** Given passage follows **

Qwen3.6-Max-Preview: Smarter, Sharper, Still Evolving

Model comparisons & benchmarks

  • Many question Qwen3.6-Max benchmarking against Claude Opus 4.5 instead of newer 4.6/4.7, seeing vendor benchmarks as inherently cherry‑picked and calling for independent evals.
  • Several report GLM 5.1 as “Sonnet–Opus level” for coding and tools, but slower and with reliability issues on some providers; others find it noticeably worse or loop‑prone.
  • Kimi K2.6 is raised as a strong alternative: slightly better SWE-Bench/Terminal-Bench scores than Qwen3.6-Max and notably cheaper per token.
  • Consensus: SOTA differences are now small and highly task‑dependent; people disagree which top model is “best,” and many feel we’ve hit “good enough” for a lot of dev work.

Cost, value, and rate limits

  • Strong divide: some see $100–$200/month for top models as trivial vs dev time; others are highly cost‑sensitive and prefer GLM, Qwen, MiniMax or local models.
  • Claude subscription limits (especially Opus) are widely criticized: users report hitting weekly limits in days or even hours, forcing workflow changes or cancellations.

** End of Given passage **

### Task requirements
A – Answer these from the Qwen3.6-Max-Preview summary:
(i) Which Claude model was Qwen3.6-Max benchmarked against?
(ii) What monthly price range do some people see as trivial compared with dev time?
(iii) Which model is called notably cheaper per token than Qwen3.6-Max?
B – Give again the part of the Qwen3.6-Max-Preview summary that starts at the words "Model comparisons &" and ends after "of dev work.".
C – In the Qwen3.6-Max-Preview summary, what options do highly cost-sensitive people prefer? List every one.

** Data excerpts follows **

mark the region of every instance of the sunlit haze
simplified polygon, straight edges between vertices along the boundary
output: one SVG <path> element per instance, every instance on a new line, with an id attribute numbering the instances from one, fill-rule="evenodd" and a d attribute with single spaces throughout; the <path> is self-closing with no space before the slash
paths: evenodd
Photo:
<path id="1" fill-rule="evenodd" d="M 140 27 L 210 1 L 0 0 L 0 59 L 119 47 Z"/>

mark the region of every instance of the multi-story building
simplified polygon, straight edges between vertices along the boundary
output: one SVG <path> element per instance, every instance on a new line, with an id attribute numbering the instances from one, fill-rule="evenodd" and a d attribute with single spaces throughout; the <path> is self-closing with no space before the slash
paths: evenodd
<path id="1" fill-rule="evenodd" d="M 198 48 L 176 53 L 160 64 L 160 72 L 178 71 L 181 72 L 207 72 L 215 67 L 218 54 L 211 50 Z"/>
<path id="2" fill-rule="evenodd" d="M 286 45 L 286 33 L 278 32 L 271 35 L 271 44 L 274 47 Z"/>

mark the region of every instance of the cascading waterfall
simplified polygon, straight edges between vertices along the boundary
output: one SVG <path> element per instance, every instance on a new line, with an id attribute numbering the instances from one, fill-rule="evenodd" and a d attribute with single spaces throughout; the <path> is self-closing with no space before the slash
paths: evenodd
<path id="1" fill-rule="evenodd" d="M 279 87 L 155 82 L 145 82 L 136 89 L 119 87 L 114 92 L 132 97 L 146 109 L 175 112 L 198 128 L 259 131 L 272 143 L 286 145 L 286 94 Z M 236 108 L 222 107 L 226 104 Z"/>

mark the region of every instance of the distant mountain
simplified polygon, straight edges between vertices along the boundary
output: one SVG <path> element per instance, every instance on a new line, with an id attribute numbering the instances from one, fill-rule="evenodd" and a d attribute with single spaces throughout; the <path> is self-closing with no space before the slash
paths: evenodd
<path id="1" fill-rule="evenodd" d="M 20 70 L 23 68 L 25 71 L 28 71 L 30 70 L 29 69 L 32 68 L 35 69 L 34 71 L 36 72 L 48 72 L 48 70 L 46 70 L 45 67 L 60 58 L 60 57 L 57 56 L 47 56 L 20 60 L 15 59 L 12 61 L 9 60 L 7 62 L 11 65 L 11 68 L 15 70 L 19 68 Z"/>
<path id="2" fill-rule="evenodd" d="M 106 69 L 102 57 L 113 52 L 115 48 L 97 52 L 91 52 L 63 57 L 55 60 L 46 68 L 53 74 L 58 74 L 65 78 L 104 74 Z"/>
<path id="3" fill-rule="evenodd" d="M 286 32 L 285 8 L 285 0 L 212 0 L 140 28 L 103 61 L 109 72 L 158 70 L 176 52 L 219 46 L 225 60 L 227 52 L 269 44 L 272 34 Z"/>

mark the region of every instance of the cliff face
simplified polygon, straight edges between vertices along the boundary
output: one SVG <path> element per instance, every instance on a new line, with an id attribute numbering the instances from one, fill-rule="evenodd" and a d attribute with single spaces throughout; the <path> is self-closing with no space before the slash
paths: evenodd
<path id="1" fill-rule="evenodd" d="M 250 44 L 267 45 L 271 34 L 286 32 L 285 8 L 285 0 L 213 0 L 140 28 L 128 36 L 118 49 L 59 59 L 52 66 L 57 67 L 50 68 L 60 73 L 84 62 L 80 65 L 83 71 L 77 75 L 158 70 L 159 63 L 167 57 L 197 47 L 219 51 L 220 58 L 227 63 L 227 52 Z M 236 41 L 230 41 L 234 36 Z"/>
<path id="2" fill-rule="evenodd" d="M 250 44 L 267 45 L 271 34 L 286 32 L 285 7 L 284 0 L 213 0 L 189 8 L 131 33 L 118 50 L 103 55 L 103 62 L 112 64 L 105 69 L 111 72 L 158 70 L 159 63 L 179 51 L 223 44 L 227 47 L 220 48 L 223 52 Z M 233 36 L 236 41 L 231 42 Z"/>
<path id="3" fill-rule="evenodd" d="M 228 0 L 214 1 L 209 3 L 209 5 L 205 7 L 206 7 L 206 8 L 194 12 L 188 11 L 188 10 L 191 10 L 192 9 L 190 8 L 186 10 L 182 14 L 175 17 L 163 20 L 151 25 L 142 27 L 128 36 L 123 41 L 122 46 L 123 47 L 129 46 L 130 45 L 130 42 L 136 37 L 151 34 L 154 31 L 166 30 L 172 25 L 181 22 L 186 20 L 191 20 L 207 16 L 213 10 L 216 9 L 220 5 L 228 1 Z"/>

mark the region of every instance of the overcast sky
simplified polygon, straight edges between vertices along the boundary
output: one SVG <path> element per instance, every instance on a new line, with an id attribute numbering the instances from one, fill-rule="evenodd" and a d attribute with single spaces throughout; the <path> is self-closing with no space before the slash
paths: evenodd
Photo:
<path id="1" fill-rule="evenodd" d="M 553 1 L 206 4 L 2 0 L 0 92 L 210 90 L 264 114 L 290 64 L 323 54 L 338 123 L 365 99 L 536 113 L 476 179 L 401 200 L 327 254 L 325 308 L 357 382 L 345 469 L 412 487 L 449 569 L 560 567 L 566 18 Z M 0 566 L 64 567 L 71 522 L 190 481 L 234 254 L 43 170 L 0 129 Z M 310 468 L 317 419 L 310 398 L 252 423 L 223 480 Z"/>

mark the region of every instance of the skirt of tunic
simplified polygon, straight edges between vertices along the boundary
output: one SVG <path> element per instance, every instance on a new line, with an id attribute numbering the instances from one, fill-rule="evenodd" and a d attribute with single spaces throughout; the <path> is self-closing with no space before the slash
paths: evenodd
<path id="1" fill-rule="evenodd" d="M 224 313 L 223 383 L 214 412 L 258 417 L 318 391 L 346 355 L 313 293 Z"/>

** End of Data excerpts **
** Data excerpts follows **

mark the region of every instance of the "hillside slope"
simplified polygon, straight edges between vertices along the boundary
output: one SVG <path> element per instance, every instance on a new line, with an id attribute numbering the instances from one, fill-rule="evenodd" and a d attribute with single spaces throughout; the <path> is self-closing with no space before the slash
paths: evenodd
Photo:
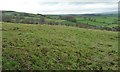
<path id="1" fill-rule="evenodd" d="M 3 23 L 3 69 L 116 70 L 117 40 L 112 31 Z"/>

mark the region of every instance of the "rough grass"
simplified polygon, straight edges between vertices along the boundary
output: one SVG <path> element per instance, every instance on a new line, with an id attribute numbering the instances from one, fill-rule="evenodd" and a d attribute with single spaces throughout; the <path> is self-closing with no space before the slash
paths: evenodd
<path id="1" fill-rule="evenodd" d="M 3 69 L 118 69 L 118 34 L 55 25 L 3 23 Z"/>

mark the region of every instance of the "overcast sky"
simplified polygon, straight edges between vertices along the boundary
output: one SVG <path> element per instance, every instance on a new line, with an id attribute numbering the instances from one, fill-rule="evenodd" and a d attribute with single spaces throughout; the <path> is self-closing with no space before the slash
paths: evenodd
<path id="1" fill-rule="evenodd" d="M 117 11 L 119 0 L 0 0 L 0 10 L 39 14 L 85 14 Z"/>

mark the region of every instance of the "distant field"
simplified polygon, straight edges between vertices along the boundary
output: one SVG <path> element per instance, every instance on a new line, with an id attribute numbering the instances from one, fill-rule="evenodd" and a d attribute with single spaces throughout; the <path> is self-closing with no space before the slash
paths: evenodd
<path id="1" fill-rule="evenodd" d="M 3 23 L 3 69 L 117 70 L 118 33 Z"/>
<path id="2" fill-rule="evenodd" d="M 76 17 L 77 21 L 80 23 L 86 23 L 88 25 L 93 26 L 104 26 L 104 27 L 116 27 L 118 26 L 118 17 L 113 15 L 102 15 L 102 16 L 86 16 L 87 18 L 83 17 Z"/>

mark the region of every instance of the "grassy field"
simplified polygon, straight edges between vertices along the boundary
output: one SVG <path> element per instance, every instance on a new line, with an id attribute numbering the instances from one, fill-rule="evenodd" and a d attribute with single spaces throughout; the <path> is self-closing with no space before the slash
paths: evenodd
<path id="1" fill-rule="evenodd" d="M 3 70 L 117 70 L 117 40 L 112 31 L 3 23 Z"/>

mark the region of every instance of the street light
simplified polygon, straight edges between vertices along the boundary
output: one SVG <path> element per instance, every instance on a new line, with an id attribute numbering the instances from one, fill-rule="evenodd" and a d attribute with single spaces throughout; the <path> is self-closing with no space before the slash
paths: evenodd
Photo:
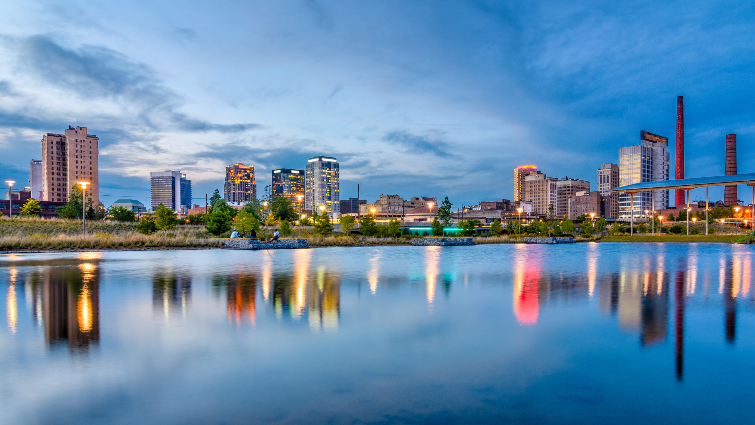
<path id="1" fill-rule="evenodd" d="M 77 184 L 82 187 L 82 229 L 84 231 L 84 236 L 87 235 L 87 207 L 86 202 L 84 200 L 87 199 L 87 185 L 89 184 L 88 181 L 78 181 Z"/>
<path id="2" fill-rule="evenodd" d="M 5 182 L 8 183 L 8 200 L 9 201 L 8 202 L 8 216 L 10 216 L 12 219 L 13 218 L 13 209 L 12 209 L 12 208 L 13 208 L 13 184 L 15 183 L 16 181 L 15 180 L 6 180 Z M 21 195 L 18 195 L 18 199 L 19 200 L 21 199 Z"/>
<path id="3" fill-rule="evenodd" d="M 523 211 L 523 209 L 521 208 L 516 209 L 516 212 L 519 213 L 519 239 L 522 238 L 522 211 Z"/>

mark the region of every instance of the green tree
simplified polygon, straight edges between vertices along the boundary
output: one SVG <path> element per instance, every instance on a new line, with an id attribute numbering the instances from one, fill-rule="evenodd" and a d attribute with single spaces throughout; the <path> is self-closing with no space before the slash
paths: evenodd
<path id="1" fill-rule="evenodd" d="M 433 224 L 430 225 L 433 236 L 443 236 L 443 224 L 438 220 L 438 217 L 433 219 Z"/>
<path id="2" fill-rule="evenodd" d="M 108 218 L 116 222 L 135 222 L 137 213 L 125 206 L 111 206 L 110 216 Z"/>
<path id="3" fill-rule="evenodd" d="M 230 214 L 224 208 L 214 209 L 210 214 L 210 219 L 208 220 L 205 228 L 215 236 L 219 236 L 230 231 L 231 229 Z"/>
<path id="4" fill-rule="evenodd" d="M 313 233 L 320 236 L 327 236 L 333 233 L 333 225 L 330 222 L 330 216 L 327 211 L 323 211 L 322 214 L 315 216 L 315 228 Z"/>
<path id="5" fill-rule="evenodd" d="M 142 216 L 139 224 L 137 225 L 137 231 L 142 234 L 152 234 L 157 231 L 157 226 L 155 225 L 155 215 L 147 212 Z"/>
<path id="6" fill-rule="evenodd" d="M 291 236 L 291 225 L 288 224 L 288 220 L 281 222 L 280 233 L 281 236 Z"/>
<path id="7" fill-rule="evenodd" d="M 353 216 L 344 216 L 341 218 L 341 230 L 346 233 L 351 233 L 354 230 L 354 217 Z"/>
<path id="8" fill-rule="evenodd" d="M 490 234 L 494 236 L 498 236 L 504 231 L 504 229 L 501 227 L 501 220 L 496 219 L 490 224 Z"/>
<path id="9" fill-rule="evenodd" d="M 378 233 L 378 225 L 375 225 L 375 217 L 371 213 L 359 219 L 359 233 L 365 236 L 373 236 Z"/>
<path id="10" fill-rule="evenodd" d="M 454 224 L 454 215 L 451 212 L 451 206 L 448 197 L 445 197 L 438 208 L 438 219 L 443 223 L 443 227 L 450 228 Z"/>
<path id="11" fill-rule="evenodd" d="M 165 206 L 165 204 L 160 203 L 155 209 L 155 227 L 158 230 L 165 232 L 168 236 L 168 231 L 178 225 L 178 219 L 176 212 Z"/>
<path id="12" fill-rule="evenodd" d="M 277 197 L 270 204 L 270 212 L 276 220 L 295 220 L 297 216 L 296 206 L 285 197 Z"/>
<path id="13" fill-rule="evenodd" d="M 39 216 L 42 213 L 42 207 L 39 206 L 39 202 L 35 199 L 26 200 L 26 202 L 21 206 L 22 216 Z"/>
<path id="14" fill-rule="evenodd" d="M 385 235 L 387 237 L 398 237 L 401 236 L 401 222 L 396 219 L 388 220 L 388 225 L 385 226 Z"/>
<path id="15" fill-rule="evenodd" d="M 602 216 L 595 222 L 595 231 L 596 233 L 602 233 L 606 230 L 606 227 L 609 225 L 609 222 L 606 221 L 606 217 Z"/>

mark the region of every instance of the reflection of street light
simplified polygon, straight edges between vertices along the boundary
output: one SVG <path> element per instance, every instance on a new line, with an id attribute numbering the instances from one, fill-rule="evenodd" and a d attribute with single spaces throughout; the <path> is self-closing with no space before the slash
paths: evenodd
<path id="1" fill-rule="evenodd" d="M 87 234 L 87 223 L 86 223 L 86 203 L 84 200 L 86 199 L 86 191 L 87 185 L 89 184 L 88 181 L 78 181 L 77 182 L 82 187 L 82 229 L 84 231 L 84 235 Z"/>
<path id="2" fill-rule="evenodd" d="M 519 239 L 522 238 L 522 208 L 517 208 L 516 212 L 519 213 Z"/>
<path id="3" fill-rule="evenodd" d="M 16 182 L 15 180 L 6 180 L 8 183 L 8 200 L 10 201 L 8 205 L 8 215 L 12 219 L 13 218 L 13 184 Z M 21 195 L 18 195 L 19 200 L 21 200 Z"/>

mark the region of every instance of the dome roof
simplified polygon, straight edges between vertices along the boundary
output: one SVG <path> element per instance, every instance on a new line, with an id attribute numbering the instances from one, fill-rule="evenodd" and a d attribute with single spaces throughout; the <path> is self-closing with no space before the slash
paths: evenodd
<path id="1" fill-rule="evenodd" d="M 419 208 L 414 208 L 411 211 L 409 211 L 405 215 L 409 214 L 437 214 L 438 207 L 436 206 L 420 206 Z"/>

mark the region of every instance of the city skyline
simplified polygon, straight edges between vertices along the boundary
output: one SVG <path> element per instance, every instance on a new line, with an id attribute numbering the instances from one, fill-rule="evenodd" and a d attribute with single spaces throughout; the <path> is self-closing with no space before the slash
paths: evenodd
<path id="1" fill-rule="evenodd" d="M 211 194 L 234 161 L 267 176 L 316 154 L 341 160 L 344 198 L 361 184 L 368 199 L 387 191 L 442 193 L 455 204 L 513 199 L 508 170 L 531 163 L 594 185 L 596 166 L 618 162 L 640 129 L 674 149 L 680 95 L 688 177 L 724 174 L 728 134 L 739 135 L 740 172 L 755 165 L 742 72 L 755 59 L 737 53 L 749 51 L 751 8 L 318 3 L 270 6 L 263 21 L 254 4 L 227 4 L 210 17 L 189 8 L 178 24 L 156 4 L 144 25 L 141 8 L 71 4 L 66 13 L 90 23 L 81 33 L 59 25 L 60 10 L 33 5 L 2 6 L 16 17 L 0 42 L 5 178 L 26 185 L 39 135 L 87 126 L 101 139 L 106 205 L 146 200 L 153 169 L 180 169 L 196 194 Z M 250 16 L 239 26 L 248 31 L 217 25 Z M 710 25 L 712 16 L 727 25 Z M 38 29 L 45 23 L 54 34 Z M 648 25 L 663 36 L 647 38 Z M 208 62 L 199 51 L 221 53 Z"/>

** End of Data excerpts **

### Task solutions
A –
(i) Claude Opus 4.5
(ii) $100–$200/month
(iii) Kimi K2.6

B –
Model comparisons & benchmarks

  • Many question Qwen3.6-Max benchmarking against Claude Opus 4.5 instead of newer 4.6/4.7, seeing vendor benchmarks as inherently cherry‑picked and calling for independent evals.
  • Several report GLM 5.1 as “Sonnet–Opus level” for coding and tools, but slower and with reliability issues on some providers; others find it noticeably worse or loop‑prone.
  • Kimi K2.6 is raised as a strong alternative: slightly better SWE-Bench/Terminal-Bench scores than Qwen3.6-Max and notably cheaper per token.
  • Consensus: SOTA differences are now small and highly task‑dependent; people disagree which top model is “best,” and many feel we’ve hit “good enough” for a lot of dev work.

C –
GLM
Qwen
MiniMax
local models